(Photo-based referring expression data)
##########

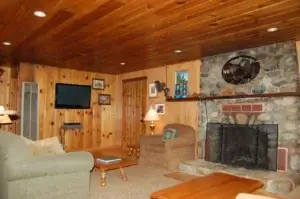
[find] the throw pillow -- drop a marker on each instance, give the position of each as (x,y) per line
(28,141)
(169,133)
(47,146)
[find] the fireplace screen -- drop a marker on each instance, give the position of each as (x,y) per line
(251,147)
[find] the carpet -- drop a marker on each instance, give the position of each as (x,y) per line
(142,181)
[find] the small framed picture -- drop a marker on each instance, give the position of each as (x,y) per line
(160,108)
(98,84)
(152,90)
(104,99)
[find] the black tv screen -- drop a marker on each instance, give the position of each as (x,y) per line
(70,96)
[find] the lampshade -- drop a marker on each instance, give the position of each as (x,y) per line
(4,119)
(151,115)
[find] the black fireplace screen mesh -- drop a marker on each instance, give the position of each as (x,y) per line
(251,147)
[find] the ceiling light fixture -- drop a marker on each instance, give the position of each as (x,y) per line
(272,29)
(40,13)
(6,43)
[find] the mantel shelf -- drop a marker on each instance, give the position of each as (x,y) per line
(209,98)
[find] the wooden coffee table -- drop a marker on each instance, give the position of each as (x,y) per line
(118,165)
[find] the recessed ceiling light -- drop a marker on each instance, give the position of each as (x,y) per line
(272,29)
(6,43)
(39,13)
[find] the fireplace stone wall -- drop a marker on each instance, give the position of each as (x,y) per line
(279,73)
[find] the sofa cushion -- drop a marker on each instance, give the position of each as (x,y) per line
(169,133)
(158,148)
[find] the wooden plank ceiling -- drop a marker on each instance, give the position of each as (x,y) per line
(98,35)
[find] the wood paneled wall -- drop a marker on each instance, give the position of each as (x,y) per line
(9,93)
(98,122)
(180,112)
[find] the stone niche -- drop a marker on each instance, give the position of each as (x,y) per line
(279,73)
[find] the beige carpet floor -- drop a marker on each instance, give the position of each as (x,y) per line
(142,181)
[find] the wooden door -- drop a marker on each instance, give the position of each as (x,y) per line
(134,109)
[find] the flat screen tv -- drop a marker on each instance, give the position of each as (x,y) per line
(70,96)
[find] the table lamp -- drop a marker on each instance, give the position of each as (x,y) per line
(151,116)
(4,115)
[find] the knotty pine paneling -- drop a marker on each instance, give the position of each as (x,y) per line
(179,112)
(298,55)
(98,122)
(8,94)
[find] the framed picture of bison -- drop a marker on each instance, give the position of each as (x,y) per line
(240,69)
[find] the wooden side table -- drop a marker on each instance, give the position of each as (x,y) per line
(134,149)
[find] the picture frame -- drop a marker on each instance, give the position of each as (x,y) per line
(98,84)
(181,77)
(104,99)
(160,109)
(152,90)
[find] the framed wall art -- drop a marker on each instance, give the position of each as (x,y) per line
(160,109)
(152,90)
(98,84)
(104,99)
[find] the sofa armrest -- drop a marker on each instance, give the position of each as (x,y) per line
(40,166)
(150,139)
(179,143)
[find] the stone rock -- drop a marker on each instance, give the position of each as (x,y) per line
(288,62)
(293,117)
(258,90)
(279,186)
(270,64)
(231,119)
(295,162)
(214,114)
(287,136)
(290,126)
(241,118)
(264,117)
(292,110)
(288,88)
(279,82)
(288,101)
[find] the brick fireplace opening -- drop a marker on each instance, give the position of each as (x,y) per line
(248,146)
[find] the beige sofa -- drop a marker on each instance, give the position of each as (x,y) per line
(168,155)
(25,176)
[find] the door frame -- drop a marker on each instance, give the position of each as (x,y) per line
(123,106)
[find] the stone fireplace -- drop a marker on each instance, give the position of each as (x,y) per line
(256,137)
(278,73)
(242,145)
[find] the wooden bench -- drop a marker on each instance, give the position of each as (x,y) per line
(212,186)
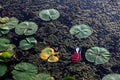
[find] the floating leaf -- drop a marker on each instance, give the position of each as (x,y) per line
(6,24)
(4,20)
(97,55)
(68,78)
(4,41)
(6,46)
(24,71)
(49,14)
(49,55)
(81,31)
(5,56)
(111,77)
(12,23)
(3,69)
(26,28)
(27,43)
(53,59)
(43,76)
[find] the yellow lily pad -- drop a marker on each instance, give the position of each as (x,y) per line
(44,56)
(53,59)
(48,54)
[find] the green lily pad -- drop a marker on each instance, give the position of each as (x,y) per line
(6,46)
(4,41)
(49,14)
(26,28)
(24,71)
(111,77)
(27,43)
(12,23)
(7,24)
(43,76)
(97,55)
(81,31)
(3,69)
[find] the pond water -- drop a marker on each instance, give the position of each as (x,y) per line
(103,16)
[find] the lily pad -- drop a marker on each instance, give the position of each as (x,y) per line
(49,14)
(43,76)
(6,46)
(81,31)
(6,24)
(3,69)
(68,78)
(111,77)
(4,20)
(27,43)
(97,55)
(26,28)
(5,56)
(48,54)
(12,23)
(24,71)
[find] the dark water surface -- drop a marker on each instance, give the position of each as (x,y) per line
(102,15)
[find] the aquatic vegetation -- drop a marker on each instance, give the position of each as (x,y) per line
(5,56)
(5,45)
(111,77)
(49,54)
(76,57)
(24,71)
(6,24)
(6,50)
(49,14)
(3,69)
(27,43)
(43,76)
(26,28)
(97,55)
(68,78)
(81,31)
(4,20)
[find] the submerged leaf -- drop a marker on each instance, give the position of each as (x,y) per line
(97,55)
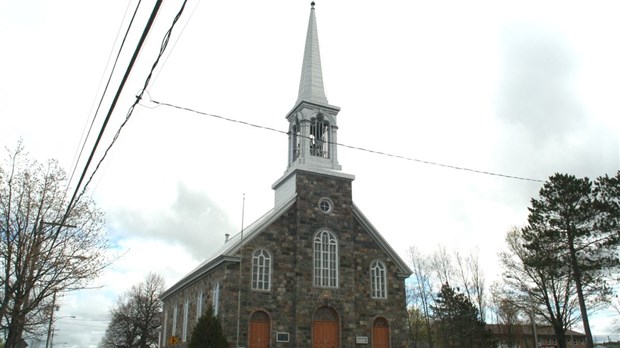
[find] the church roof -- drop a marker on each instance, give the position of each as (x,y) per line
(311,83)
(229,252)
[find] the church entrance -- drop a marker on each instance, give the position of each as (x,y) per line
(325,329)
(260,330)
(380,333)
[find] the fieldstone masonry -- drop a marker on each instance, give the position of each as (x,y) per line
(293,298)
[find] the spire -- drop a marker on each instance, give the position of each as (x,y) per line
(311,83)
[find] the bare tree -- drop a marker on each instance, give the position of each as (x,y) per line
(544,289)
(40,257)
(472,279)
(422,296)
(136,316)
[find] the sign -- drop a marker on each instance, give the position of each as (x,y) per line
(282,337)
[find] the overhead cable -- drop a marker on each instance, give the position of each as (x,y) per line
(105,90)
(353,147)
(145,32)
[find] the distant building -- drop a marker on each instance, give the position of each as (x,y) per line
(522,336)
(312,271)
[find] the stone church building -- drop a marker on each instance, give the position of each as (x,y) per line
(312,271)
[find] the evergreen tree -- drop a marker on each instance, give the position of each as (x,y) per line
(577,223)
(458,322)
(208,332)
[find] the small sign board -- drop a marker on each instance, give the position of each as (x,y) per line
(282,336)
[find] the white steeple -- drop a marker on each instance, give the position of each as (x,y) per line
(313,126)
(311,82)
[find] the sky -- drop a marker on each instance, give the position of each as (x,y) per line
(524,89)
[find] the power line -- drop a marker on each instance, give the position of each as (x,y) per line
(112,106)
(354,147)
(164,44)
(105,90)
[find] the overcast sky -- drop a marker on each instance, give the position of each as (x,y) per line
(519,88)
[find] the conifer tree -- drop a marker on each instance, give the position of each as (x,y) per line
(458,322)
(208,332)
(577,223)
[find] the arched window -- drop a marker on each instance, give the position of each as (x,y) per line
(325,260)
(378,287)
(296,132)
(319,137)
(261,270)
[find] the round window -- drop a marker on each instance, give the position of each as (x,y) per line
(326,205)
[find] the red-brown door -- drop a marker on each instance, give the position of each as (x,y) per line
(325,329)
(380,333)
(260,330)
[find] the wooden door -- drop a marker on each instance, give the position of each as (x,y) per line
(325,329)
(380,333)
(260,330)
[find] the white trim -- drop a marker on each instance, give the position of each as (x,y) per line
(174,321)
(199,305)
(185,319)
(261,270)
(378,280)
(327,273)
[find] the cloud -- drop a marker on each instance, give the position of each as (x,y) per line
(192,220)
(544,125)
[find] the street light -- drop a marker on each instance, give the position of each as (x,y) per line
(53,330)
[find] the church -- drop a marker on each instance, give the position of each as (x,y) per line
(312,271)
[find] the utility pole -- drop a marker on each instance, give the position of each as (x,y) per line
(49,327)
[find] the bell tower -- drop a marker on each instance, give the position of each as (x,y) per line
(313,123)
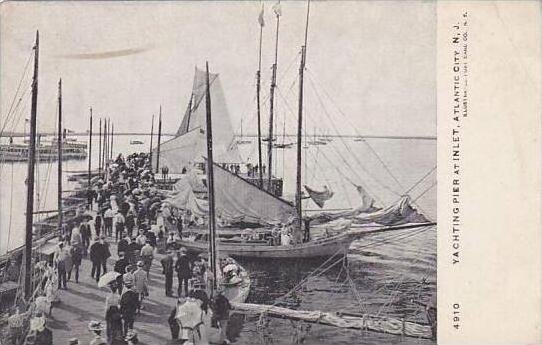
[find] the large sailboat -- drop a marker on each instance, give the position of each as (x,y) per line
(254,221)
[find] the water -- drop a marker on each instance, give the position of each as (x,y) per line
(389,275)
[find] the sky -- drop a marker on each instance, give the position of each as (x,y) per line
(373,62)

##########

Exercise description: Every line from the one holding "[find] the bell" through the end of the records above must be reproduced verbatim, pictures excepted.

Task output:
[find] the bell tower -- drop a marker on each instance, give the position of each as (x,y) per line
(313,123)
[find] the large sailboat -- drop a marker on each instance, give the position of each as (x,y) per line
(254,221)
[find] the water -- drop a marker on each instance, give the position of each as (x,y) per line
(389,275)
[find] the sky -- drop a marker on each instance, give the position of each as (x,y) per line
(373,62)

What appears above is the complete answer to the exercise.